* [課題の説明]: タイリーグについての文章から、「昨年、岩政大樹(現ファジアー」で始まり「開幕し、その年の秋に終わる。」まで続く部分を、一字も変えずに書き写しなさい。

* [原文抜粋]:

昨年、岩政大樹(現ファジアーノ岡山)をはじめ、茂庭照幸(現セレッソ大阪)、カレン・ロバート(現ソウル イーランドFC/韓国)など、元日本代表やJリーグトップクラスの選手がこぞって移籍したことで、一躍脚光を浴びたタイリーグ(※)。昨季(2014年シーズン)は、60人を超える日本人プレーヤーが、1部〜3部の各クラブに所属し、活躍していた。

※タイリーグは1996年に発足し、年々整備されてきた。2015年シーズンは、1部(プレミアリーグ)=18チーム、2部(ディビジョン1)=20チームで構成され、ともに2回戦総当たりで覇権を争う。3部(ディビジョン2)は6つの地域に分かれていて、クラブ数は各地域によって異なる。2015年シーズンは、最も多い地域で18チーム、最も少ない地域では10チームでリーグ戦が行なわれている。シーズンはおおよそ2月に開幕し、その年の秋に終わる。

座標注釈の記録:
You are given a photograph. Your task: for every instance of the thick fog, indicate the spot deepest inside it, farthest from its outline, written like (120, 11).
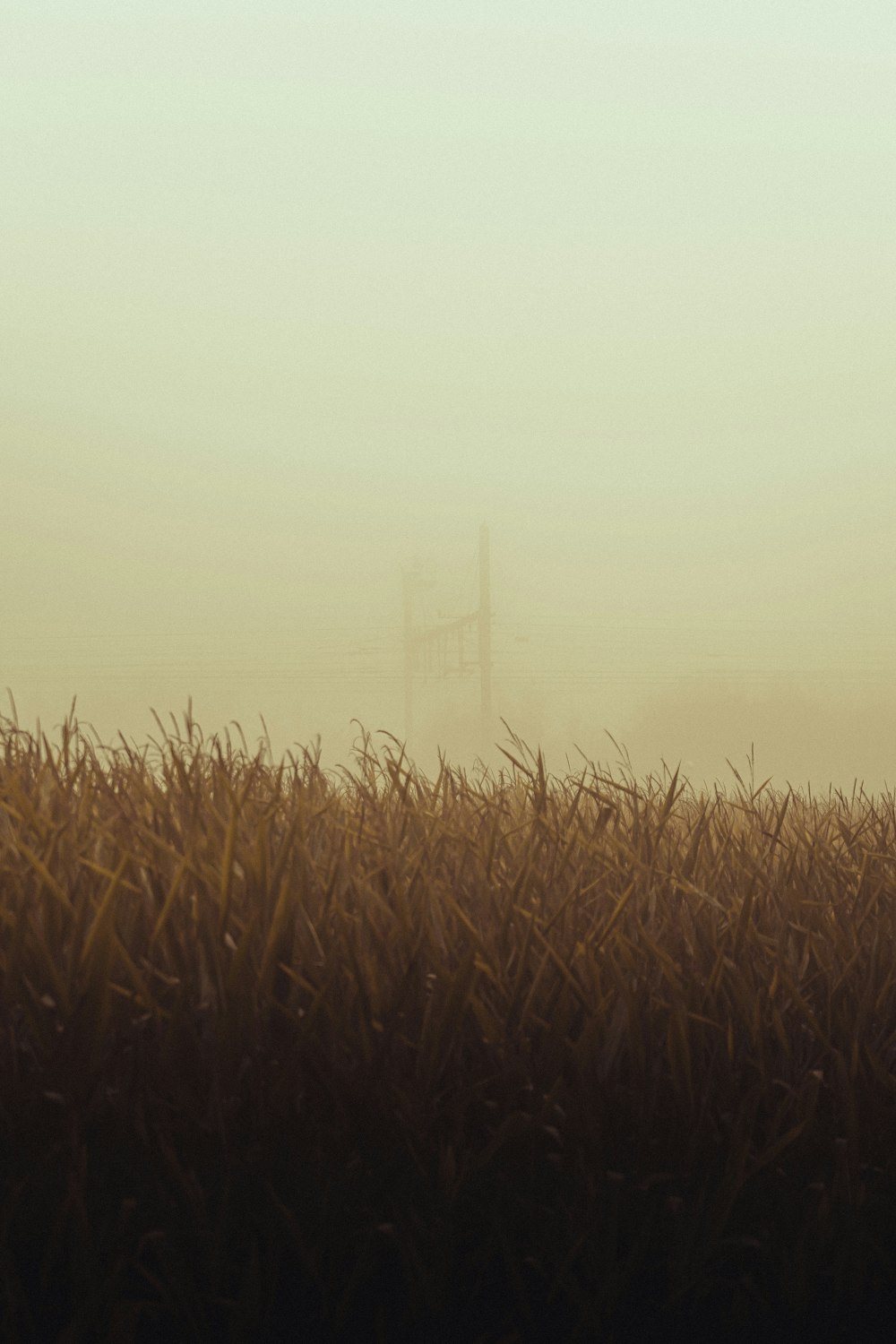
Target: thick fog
(296, 298)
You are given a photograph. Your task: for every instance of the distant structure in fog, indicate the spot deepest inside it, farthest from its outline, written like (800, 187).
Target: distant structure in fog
(433, 644)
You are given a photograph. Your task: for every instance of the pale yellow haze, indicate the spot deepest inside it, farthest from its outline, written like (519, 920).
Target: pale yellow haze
(295, 296)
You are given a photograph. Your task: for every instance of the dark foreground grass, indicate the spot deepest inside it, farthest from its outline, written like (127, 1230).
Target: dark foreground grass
(296, 1055)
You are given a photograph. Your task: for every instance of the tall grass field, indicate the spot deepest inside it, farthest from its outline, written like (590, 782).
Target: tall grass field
(290, 1054)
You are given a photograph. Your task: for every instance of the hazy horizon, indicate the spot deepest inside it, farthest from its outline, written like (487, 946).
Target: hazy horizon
(298, 297)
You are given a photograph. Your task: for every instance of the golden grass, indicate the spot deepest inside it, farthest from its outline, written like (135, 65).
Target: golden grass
(624, 1030)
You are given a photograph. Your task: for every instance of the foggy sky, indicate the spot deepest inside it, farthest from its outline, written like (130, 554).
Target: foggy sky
(293, 296)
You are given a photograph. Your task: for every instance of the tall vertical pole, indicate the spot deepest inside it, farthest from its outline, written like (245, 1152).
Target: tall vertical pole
(409, 653)
(485, 631)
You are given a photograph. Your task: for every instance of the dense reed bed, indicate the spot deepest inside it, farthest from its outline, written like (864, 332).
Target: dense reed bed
(293, 1054)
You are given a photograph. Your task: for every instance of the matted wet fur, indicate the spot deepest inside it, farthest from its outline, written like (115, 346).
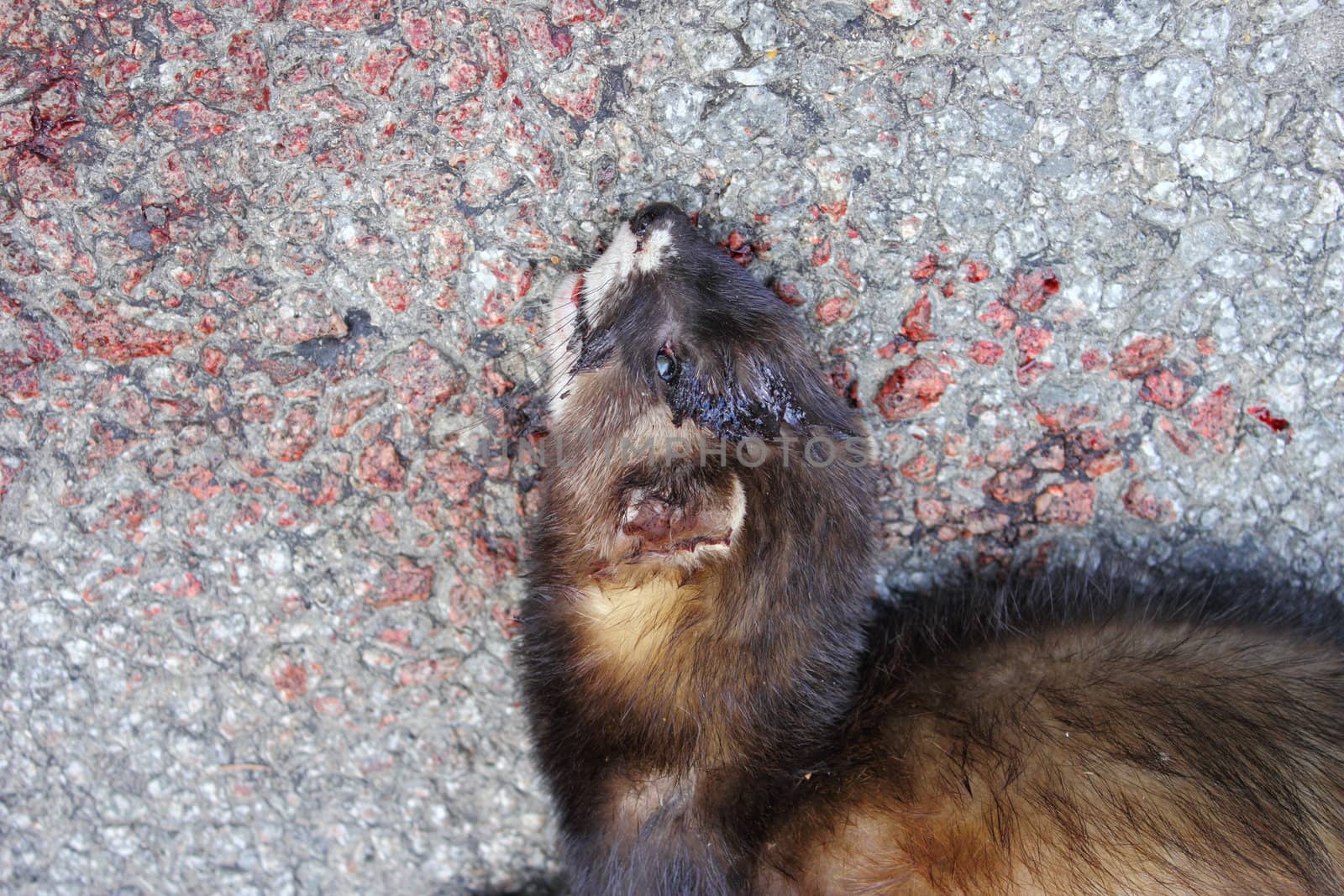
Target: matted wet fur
(719, 707)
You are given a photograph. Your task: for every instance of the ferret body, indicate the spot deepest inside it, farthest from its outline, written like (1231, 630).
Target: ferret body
(719, 708)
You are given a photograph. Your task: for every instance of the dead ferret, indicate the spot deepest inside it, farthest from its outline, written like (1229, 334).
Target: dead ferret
(719, 707)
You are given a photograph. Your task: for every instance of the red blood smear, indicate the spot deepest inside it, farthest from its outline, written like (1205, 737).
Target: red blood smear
(1263, 416)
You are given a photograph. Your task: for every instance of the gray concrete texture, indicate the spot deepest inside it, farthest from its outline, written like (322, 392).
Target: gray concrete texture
(269, 275)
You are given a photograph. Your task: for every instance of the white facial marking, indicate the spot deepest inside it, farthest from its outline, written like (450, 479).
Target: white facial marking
(609, 271)
(656, 248)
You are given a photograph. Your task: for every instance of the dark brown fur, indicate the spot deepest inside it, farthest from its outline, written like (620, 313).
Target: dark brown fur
(710, 720)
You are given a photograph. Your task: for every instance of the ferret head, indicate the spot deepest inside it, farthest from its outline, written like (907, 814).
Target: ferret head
(678, 382)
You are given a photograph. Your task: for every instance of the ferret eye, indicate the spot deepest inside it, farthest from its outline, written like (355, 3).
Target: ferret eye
(665, 364)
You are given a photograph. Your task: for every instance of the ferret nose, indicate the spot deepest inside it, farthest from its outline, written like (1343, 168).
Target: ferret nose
(649, 215)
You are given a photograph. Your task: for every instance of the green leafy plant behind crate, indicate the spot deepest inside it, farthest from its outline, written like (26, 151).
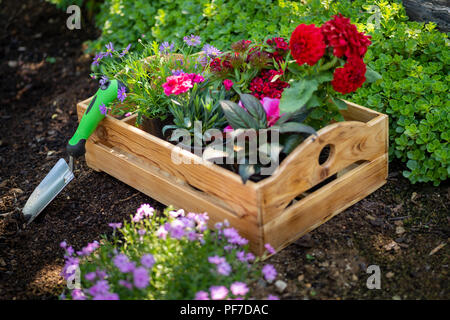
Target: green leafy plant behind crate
(413, 58)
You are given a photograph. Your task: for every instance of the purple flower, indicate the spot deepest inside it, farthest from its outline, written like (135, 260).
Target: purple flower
(165, 47)
(148, 260)
(218, 292)
(109, 49)
(101, 287)
(224, 268)
(269, 248)
(177, 233)
(115, 225)
(90, 276)
(211, 51)
(98, 57)
(176, 214)
(103, 109)
(177, 72)
(140, 276)
(69, 251)
(145, 210)
(250, 256)
(122, 262)
(201, 295)
(216, 260)
(121, 94)
(103, 80)
(239, 288)
(106, 296)
(269, 272)
(192, 40)
(126, 284)
(91, 247)
(161, 232)
(77, 294)
(125, 51)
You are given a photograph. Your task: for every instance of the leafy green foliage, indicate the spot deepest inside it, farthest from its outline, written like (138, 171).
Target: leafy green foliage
(201, 104)
(249, 122)
(414, 61)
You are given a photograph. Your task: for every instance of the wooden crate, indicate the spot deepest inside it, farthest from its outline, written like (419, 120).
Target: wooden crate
(276, 210)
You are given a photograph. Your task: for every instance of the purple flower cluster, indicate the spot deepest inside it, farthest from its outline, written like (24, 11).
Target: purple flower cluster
(269, 272)
(233, 237)
(211, 51)
(192, 40)
(190, 225)
(165, 47)
(238, 289)
(121, 94)
(144, 211)
(223, 267)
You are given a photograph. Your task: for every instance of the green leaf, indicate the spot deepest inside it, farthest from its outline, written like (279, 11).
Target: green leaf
(372, 75)
(297, 95)
(341, 105)
(291, 143)
(246, 171)
(295, 127)
(237, 117)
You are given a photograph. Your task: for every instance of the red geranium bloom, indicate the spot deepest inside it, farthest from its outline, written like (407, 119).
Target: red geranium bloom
(350, 77)
(345, 39)
(307, 44)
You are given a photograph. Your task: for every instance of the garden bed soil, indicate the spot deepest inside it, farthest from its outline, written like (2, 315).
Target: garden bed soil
(402, 228)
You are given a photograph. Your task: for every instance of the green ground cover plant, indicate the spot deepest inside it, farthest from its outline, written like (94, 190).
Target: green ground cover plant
(413, 58)
(171, 255)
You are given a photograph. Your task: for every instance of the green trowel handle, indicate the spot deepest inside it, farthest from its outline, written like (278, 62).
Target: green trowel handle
(92, 116)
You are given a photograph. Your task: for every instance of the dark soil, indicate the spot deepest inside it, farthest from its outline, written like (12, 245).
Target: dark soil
(44, 73)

* [記述解答]:
昨年、岩政大樹(現ファジアーノ岡山)をはじめ、茂庭照幸(現セレッソ大阪)、カレン・ロバート(現ソウル イーランドFC/韓国)など、元日本代表やJリーグトップクラスの選手がこぞって移籍したことで、一躍脚光を浴びたタイリーグ(※)。昨季(2014年シーズン)は、60人を超える日本人プレーヤーが、1部〜3部の各クラブに所属し、活躍していた。

※タイリーグは1996年に発足し、年々整備されてきた。2015年シーズンは、1部(プレミアリーグ)=18チーム、2部(ディビジョン1)=20チームで構成され、ともに2回戦総当たりで覇権を争う。3部(ディビジョン2)は6つの地域に分かれていて、クラブ数は各地域によって異なる。2015年シーズンは、最も多い地域で18チーム、最も少ない地域では10チームでリーグ戦が行なわれている。シーズンはおおよそ2月に開幕し、その年の秋に終わる。